**Request**
Copy out the listing below line for line, without changing a word.

################

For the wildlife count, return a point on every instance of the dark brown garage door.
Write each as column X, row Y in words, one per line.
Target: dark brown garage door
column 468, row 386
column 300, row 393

################

**Exercise output**
For the wildlife count, return a point on every instance of the dark brown garage door.
Write each as column X, row Y in words, one per line.
Target: dark brown garage door
column 468, row 386
column 300, row 393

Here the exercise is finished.